> _Extract provided_:
┌────────
It is instructive that leading voices of the Christian right support someone for president who believes in nothing more than himself. To paraphrase H.L. Mencken, imagine a virtuous man and you have imagined everything Donald Trump is not.
The religious conservatives, however, are interested in power more than virtue. To be sure, trusting a pathological person like Trump is risky. But Trump promises to appoint anti-abortion Supreme Court justices and repeal the so-called Johnson Amendment, which prohibits tax-exempt organizations from endorsing political candidates.
America’s religious pluralism has always included people who use their freedom to infringe the freedom of their neighbors. Every zealot with a Bible seems to feel deputized by the Almighty to climb the nearest platform and issue damning decrees. Our shield against them is the Constitution, as long as we don’t allow fundamentalists to rewrite or reinterpret it.
Nothing is more pernicious than people asserting the authority of Holy Writ. This is not just because it is obnoxious and presumptuous, but because it has such bloody consequences. Just last week, the handiwork of American evangelicals like Scott Lively was on display in Uganda, where police brutally raided a Uganda Pride event, a fashion show dedicated to the Orlando massacre victims. One of the young people present was so terrified that he jumped out a window and suffered a fractured spine.
Like Lively, the Christianist zealots deny any role in fomenting such violence. But hate speech inspires hateful acts. Multiple cases have occurred recently in which Muslims were removed from commercial airline flights simply because their presence made others uncomfortable. If you want more of that, vote for Trump. If not, vote against the party that has put itself in thrall to the most ignorant, fearful, and intolerant element in this country. Vote against it up and down the ballot.
Some among us do not care about these threats. Their privilege will shield them even if the Constitution does not. The rest of us must stand together and take our civic duty seriously. If our complacency leads to a Republican win, its fruits could include loss of reproductive choice, recriminalization of gay sex, abolition of marriage equality, and ramped-up persecution of religious minorities.
└────────
> _What to work on_:
Reproduce the passage of the opinion piece on the Christian right and Donald Trump from "It is instructive" to "Trump is not.", word for word.

> _Provided material_:
┌────────
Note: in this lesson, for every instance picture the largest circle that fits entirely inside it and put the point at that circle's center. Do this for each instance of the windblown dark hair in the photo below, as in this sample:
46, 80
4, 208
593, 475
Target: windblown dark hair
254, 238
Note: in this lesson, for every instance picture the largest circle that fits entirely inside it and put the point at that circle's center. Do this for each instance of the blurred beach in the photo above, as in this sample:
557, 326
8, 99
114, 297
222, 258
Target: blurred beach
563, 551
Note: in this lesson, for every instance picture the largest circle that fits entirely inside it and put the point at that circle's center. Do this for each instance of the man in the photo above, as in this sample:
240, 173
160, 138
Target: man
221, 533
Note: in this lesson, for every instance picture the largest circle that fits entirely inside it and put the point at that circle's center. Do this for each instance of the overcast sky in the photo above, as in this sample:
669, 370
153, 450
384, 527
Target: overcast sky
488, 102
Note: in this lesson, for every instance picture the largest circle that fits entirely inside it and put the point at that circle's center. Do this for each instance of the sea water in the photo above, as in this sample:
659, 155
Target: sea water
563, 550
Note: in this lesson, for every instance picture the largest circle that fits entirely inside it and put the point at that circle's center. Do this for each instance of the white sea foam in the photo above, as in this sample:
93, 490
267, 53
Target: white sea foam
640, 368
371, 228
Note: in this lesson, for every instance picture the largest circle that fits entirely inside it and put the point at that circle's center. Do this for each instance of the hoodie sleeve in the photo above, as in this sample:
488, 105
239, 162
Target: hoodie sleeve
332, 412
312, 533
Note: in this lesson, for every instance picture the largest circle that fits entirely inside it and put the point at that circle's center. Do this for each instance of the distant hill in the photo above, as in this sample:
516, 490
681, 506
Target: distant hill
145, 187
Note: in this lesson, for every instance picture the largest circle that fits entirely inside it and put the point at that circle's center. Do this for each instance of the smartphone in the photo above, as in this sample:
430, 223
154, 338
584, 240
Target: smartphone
└────────
> _Response below_:
It is instructive that leading voices of the Christian right support someone for president who believes in nothing more than himself. To paraphrase H.L. Mencken, imagine a virtuous man and you have imagined everything Donald Trump is not.